### [COMPITI DA SVOLGERE]
(A) Rispondi a queste domande sul testo del Forum Lavoro:
(i) In che giorno si è tenuto il Forum Lavoro?
(ii) In che periodo è nato il modello di sviluppo che oggi non funziona?
(iii) Su quali attività deve far leva il modello di economia circolare?
(B) Riscrivi il passo del testo del Forum Lavoro tra "Condividiamo e sottolineiamo" e "per guadagnare competitività.", estremi compresi, e cambia "salari" in "stipendi".

### [TESTO DI LETTURA]
========

In occasione del Forum Lavoro del 17 gennaio 2025 il Gruppo Cultura che ha partecipato attivamente agli incontri ed alle attività preparatorie ha invitato anche ad aderire alla campagna nazionale “Ripartiamo da te” e a quella regionale “ Il PD in Ascolto”, convinti della necessità di coinvolgere tutte le risorse del partito nelle fasi di elaborazione politica ed in tal senso ha apportare un piccolo contributo che qui riportiamo.
Condividiamo e sottolineiamo l’importanza di tutti e dieci i nodi individuati vorremmo solo evidenziare, come peraltro è stato detto nella relazione iniziale, che la strada del baratro del lavoro povero e precario è stata intrapresa quando ha prevalso un modello di sviluppo nato verso la fine degli anni ’90 e che oggi – è evidente a tutti – non funziona, perché genera una crescita bassa, lavoro povero e salari troppo bassi.
Il modello che per essere competitivi bisogna svalutare i salari è durato troppo a lungo. E’ il modello che svaluta il costo del lavoro per guadagnare competitività.
Allora accanto alle giustissime proposte qui avanzate: salario minimo, aumenti contrattuali, sperimentazione di riduzione d’orario, riduzione delle forme contrattuali ecc.. è assolutamente necessario prefigurare un nuovo modello economico che si basi sulla centralità del lavoro e del contributo creativo dei lavoratori. Un modello alternativo all’attuale linearità depauperante costituita dalla sequenza
- Estrarre
- Produrre
- Consumare
- Smaltire
e cioè un modello di economia circolare che faccia leva sulle attività di riparazione, recupero e riciclo, sulla formazione ed innovazione continua.

========

### [RIGHE FORNITE]
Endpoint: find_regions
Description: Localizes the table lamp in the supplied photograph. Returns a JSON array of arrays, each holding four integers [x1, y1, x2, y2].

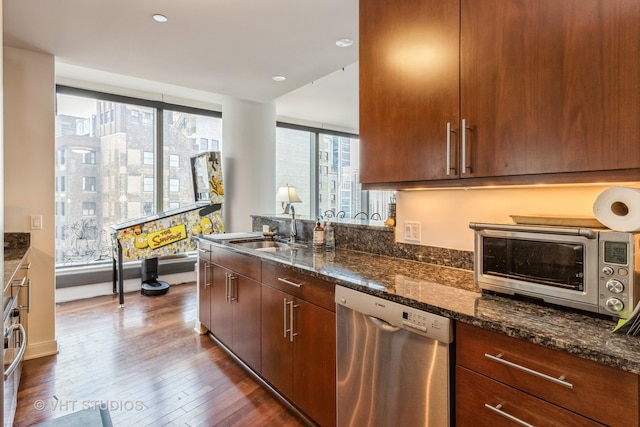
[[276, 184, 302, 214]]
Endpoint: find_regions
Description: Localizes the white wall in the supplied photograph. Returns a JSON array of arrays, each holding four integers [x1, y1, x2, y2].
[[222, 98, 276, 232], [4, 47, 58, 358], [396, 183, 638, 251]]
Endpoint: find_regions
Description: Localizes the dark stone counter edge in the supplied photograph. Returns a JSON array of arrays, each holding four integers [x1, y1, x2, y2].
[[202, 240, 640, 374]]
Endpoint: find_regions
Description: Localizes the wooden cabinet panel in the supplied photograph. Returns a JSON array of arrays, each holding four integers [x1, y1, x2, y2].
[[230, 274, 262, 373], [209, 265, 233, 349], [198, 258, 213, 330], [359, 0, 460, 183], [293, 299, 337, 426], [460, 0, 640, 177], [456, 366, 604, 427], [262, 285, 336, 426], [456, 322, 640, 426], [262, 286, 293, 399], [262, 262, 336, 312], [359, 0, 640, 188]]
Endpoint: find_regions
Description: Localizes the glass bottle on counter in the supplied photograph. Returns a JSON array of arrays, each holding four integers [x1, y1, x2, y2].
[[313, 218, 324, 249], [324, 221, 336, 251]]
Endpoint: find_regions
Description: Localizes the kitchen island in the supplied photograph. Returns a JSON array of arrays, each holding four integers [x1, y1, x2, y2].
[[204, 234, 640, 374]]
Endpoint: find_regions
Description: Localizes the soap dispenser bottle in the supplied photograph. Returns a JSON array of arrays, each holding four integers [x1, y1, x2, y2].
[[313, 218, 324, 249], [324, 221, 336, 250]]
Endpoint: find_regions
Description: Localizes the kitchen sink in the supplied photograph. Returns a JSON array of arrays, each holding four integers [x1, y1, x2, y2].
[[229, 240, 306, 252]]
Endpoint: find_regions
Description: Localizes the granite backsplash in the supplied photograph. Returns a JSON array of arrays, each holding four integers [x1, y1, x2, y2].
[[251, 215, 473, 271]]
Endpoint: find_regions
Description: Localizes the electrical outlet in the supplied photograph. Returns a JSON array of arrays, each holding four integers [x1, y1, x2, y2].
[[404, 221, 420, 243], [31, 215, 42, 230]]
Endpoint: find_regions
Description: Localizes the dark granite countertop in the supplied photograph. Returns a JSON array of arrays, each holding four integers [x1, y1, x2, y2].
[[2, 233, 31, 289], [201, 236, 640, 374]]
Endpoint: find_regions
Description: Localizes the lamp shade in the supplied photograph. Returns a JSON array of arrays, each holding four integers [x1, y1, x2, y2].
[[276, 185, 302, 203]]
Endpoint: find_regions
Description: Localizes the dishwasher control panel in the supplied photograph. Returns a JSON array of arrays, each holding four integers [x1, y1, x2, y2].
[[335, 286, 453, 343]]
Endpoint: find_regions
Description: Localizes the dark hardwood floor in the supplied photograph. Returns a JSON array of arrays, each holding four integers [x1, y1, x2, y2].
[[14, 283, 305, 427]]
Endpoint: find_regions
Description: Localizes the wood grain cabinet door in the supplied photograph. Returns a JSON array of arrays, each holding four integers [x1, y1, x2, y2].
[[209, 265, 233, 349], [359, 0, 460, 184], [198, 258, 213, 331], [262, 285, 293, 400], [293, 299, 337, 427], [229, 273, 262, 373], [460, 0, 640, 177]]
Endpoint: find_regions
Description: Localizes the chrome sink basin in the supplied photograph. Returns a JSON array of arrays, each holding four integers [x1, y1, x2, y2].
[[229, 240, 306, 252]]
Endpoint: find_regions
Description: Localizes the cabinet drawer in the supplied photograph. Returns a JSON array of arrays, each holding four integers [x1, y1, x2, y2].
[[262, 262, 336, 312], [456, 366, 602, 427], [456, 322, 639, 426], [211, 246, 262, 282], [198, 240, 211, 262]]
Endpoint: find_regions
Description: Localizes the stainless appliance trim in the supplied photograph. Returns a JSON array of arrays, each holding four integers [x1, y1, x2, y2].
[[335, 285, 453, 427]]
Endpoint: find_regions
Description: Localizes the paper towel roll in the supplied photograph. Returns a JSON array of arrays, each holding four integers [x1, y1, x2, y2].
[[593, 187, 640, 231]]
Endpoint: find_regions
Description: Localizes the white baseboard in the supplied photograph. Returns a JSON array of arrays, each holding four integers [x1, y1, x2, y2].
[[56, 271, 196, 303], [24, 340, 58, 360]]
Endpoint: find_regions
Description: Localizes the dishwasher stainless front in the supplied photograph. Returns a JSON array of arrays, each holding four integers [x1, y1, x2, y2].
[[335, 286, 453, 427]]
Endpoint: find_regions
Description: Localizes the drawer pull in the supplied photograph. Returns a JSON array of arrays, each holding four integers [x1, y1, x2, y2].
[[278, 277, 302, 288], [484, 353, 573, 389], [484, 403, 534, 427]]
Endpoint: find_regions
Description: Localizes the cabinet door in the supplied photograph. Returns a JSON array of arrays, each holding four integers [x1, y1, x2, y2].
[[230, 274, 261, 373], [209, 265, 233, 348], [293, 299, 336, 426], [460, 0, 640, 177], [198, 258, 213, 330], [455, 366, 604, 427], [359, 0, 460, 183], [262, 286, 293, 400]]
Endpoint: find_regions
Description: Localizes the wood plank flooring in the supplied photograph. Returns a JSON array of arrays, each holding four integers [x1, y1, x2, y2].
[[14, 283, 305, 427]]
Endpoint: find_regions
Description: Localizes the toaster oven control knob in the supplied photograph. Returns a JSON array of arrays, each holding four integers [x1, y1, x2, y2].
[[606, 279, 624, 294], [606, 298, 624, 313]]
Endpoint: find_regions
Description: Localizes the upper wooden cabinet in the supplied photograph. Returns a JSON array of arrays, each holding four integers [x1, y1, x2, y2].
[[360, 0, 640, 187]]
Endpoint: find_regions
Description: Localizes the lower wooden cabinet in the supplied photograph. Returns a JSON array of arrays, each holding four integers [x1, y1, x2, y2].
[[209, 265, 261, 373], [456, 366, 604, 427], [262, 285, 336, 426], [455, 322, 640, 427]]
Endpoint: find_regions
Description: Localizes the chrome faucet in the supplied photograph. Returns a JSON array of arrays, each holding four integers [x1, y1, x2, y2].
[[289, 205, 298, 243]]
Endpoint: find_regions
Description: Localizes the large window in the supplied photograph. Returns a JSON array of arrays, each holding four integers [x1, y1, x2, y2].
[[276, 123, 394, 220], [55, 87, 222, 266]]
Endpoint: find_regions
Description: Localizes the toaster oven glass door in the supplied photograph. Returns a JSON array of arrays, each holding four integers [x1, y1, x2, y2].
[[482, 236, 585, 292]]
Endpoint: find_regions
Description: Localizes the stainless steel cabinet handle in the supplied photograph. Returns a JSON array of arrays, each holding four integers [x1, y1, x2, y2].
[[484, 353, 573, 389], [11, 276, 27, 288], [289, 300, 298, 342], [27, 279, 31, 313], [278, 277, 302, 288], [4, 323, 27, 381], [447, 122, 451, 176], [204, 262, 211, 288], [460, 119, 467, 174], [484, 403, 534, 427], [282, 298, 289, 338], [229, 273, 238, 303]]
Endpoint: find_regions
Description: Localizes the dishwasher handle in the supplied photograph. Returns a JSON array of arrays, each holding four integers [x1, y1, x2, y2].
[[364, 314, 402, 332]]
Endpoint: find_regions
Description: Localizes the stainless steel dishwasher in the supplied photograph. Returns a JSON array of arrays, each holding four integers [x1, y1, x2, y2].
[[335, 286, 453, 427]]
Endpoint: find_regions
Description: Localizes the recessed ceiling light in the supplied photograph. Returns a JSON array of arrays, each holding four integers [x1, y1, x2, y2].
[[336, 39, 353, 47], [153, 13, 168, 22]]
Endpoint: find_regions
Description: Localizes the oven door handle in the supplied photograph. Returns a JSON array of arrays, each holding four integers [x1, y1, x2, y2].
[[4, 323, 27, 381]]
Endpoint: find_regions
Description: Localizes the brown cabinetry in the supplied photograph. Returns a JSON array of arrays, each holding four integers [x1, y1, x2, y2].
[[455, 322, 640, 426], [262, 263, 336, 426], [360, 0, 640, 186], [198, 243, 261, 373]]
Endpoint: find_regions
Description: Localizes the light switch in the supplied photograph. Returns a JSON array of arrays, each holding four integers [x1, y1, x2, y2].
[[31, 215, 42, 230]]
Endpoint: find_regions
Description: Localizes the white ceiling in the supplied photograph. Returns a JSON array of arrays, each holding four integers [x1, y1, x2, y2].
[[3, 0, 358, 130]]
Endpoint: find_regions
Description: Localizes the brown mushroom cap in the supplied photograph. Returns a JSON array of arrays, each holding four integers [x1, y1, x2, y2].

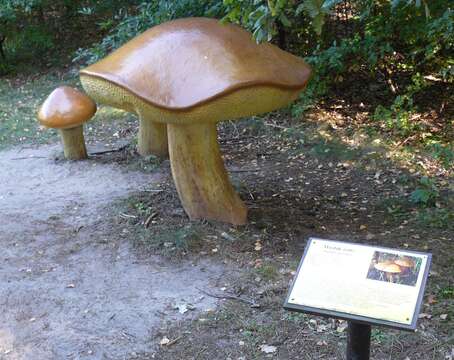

========

### [RISPOSTE]
(A)
(i) Il 17 gennaio 2025.
(ii) Verso la fine degli anni '90.
(iii) Sulle attività di riparazione, recupero e riciclo, sulla formazione e sull'innovazione continua.

(B)
Condividiamo e sottolineiamo l’importanza di tutti e dieci i nodi individuati vorremmo solo evidenziare, come peraltro è stato detto nella relazione iniziale, che la strada del baratro del lavoro povero e precario è stata intrapresa quando ha prevalso un modello di sviluppo nato verso la fine degli anni ’90 e che oggi – è evidente a tutti – non funziona, perché genera una crescita bassa, lavoro povero e stipendi troppo bassi.
Il modello che per essere competitivi bisogna svalutare i stipendi è durato troppo a lungo. E’ il modello che svaluta il costo del lavoro per guadagnare competitività.